[Entries from a point annotation set]
━━━

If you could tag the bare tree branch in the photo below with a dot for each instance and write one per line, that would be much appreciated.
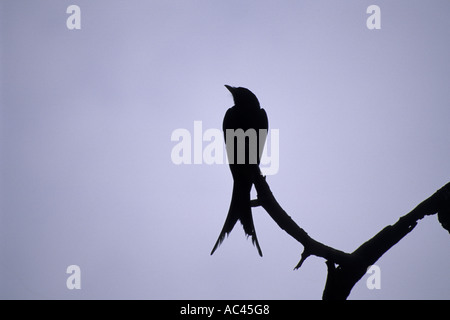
(346, 269)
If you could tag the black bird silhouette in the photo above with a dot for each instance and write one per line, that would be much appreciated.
(245, 114)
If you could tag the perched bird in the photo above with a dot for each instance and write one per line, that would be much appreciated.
(245, 114)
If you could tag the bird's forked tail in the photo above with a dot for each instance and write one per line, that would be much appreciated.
(240, 209)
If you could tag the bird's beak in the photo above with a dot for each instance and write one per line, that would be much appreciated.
(230, 88)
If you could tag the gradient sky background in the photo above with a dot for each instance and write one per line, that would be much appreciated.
(87, 116)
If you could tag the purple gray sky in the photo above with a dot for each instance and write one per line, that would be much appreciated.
(86, 123)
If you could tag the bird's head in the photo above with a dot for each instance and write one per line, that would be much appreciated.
(243, 97)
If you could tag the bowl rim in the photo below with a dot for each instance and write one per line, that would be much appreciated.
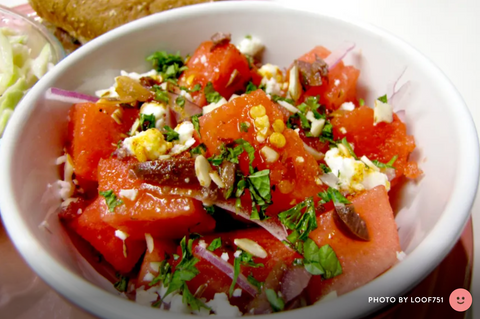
(431, 250)
(57, 47)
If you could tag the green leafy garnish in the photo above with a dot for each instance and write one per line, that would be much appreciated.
(196, 123)
(170, 66)
(383, 98)
(244, 127)
(349, 148)
(211, 95)
(321, 261)
(170, 134)
(122, 283)
(147, 121)
(250, 87)
(331, 194)
(216, 243)
(387, 165)
(111, 200)
(276, 302)
(325, 168)
(200, 149)
(180, 101)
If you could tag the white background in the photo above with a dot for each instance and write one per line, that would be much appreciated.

━━━

Lay out as a numbered list every line from the one containing "If you could tag the green" through the final line of the rows, omitting any blank lines.

1. If you could tag the green leafy garnish in the photo above with a dot for each instance and write one per line, that would be much appreciated.
2. (196, 123)
3. (170, 66)
4. (383, 98)
5. (244, 127)
6. (349, 148)
7. (211, 95)
8. (321, 261)
9. (170, 134)
10. (122, 283)
11. (147, 121)
12. (250, 87)
13. (331, 194)
14. (216, 243)
15. (387, 165)
16. (111, 200)
17. (276, 302)
18. (325, 168)
19. (200, 149)
20. (180, 101)
21. If you could tag the white background in the photo above with a dot for each instance and write one per line, that would be much appreciated.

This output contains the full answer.